- [Extract]
Edmonton man charged in $5.5 million Ponzi scheme

Edmonton police say they have uncovered a multi-million dollar Ponzi scheme involving hundreds of fraudulent mortgage loans. 

Police allege Timothy Carruthers facilitated 257 fraudulent bridge mortgage loans worth a total of $5.5 million between January 2009 and June 2017.

Timothy Carruthers used the company name Wakina Consulting Inc. to carry out an alleged ponzi scheme valued at $5.5 million.

The fraud investigations unit charged the 59-year-old with 22 counts of fraud over $5,000 following a two-year investigation.

None of the allegations have been proven in court.

According to police, Carruthers posed as a lender, using the company Wakina Consulting Inc., and was able to convince the investors the loans were legitimate by using publicly available land title documents.

“Typically, people who are capable of committing frauds at this level understand the business, so it makes them very believable,” said Det. Linda Herczeg of the fraud investigations unit.

Investors were promised monthly interest payments and administration fees on loans that the real homeowners had never actually taken out with Wakina Consulting. The homeowners, meanwhile, had no idea their information was being used, according to police.

- [Requirement]
In the article about the Edmonton Ponzi scheme, how many fraudulent bridge mortgage loans is Timothy Carruthers alleged to have facilitated?

- [Records provided]
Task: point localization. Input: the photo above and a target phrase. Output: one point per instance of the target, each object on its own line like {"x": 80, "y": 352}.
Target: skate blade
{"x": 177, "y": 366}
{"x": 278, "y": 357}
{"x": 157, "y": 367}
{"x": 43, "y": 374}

- [Solution for this exercise]
257